» **原文**

**********

ワクチンを接種することにより、病原体に対する免疫力が生まれ、感染症に罹りにくい体にすることができます。このため、国は予防接種法施行規則の「定期接種実施要領」により、定期的に接種すべきワクチンの種類と接種間隔を定めていますが、その間隔が2020年10月1日から一部変更されました。
この記事では、変更した内容について、詳しく解説します。
目次【本記事の内容】
今回の接種間隔一部変更は、2020年1月に公布された予防接種施行令の一部改正により、ロタウイルス感染症が予防接種法に基づく定期予防接種の対象疾病に追加されたのが発端です。そこで定期予防接種を円滑に実施するため、予防接種法施行規則の定期接種実施要領が一部改正され、定期予防接種の間隔が10月1日から変更されたものです。
具体的には、「異なる種類のワクチンを接種する際の接種間隔」は2020年9月30日まで、
・注射生ワクチンと経口生ワクチンは初回接種から次回接種まで27日以上の間隔を空ける
・不活化ワクチンは初回接種から次回接種まで6日以上の間隔を空ける
との制限が設けられていました。これが10月1日以降、
・注射生ワクチンの接種間隔は従来通り27日以上の間隔を空ける
・経口生ワクチンと不活化ワクチンの接種間隔は無制限(初回接種の翌日に次回接種も可能)
に変更されました。
なお「同じ種類のワクチンを接種する際の接種間隔」は従来通りで、変更はありません。
ワクチンは製剤法により次の種類に分かれています。
・生ワクチン……生きたウイルスや細菌を繰り返し培養するなど、病原性が弱くなったものを選別して製剤したワクチン。生ワクチンは注射で接種する「注射生ワクチン」と飲んで接種する「経口生ワクチン」に分かれている
・不活化ワクチン……ウイルスや細菌の毒性を無毒化するため、ホルマリン処理を施すなどにより製剤したワクチン
・トキソイド……細菌が持つ毒素を抽出し、その毒素を無毒化するため、ホルマリン処理を施すなどにより製剤したワクチン(トキソイドは不活化ワクチンの一種)

**********

» **参照表現データ**
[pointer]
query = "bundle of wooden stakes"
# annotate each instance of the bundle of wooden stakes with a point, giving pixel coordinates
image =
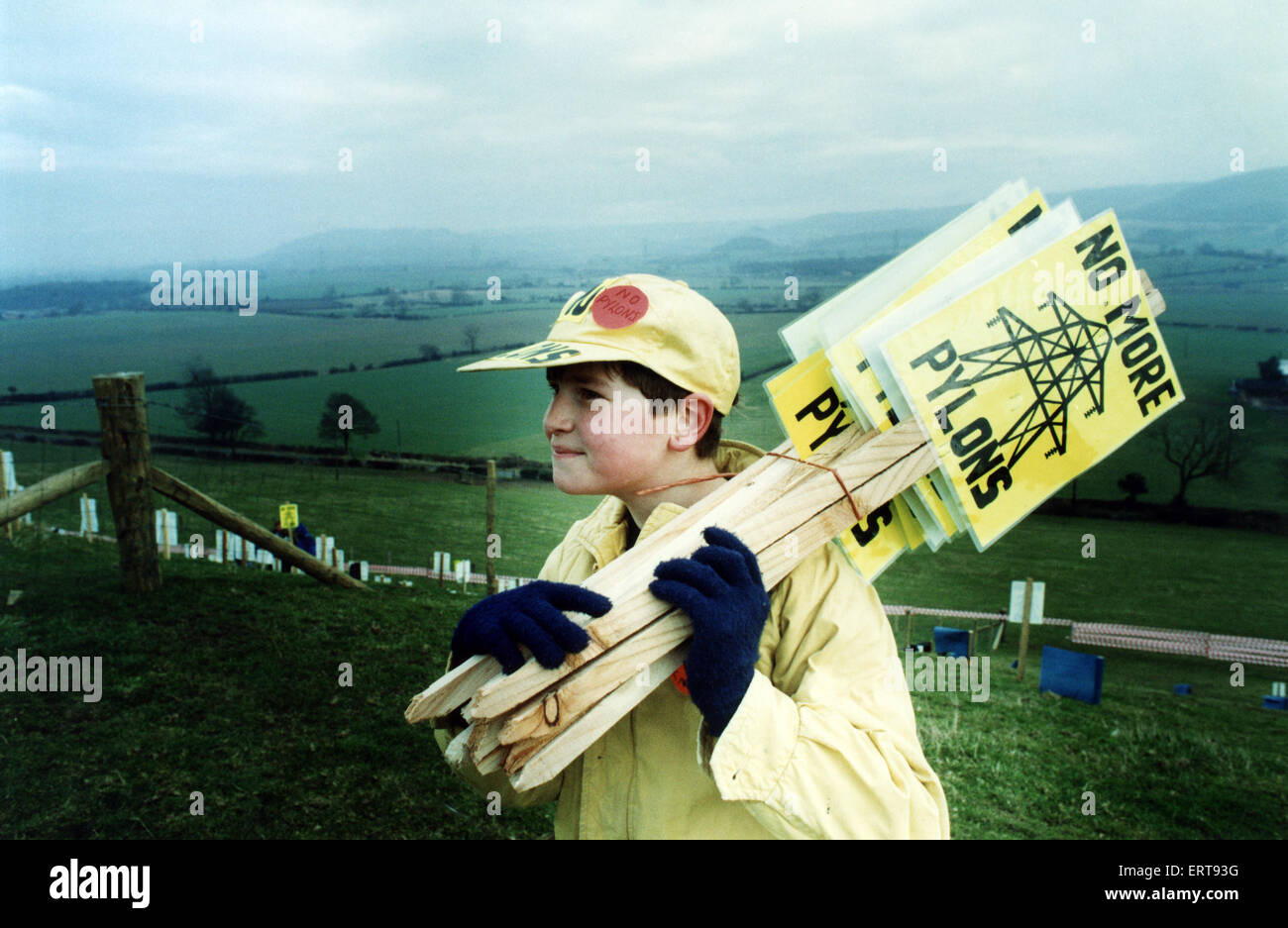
(536, 721)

**********

» **指示**
1) ワクチン接種間隔に関する原文で、製剤法による分類として挙げられているワクチンの種類をすべて書き出してください。
2) ワクチン接種間隔に関する原文を、最後の文の後から書き継いでください。

» **解答例**
1) 生ワクチン、不活化ワクチン、トキソイド

2)
・混合ワクチン……2種類以上のワクチンを混合したワクチン
日本では感染症を予防するため、国は従来、予防接種法施行規則の定期接種実施要領により公費負担で定期的に異なるワクチンの接種を受ける「法定定期接種」を推奨しています。
たとえば乳幼児の場合、4種混合ワクチン、BCGワクチン、MRワクチン、B型肝炎ワクチン、日本脳炎ワクチンなど9ワクチンに上ります。これらのワクチンはそれぞれ接種できる月齢、年齢、接種回数などが決まっています。
この法定定期接種にはワクチンの種類により初回接種から次回接種まで6日または27日以上の間隔を空ける制限が設けられていました。そのため、特に乳幼児を持つ保護者の場合、時間的な負担がかねてから問題になっていました。
そのような状況下で予防接種施行令の一部改正によりロタウイルスワクチンが法定定期接種の対象に追加されたことから、もともと過密だった法定定期接種のスケジュールが問題化。その解決策として接種間隔の制限緩和が図られ、今回の接種間隔一部変更になったといわれています。
また、この法定定期接種の「過密スケジュール問題」に対しては、日本小児科学会と日本小児科医会が2012年9月と2019年12月の2回にわたり「異なるワクチンの接種間隔変更に関する要望書」を厚生労働大臣に提出、過密スケジュール問題の善処を求めていました。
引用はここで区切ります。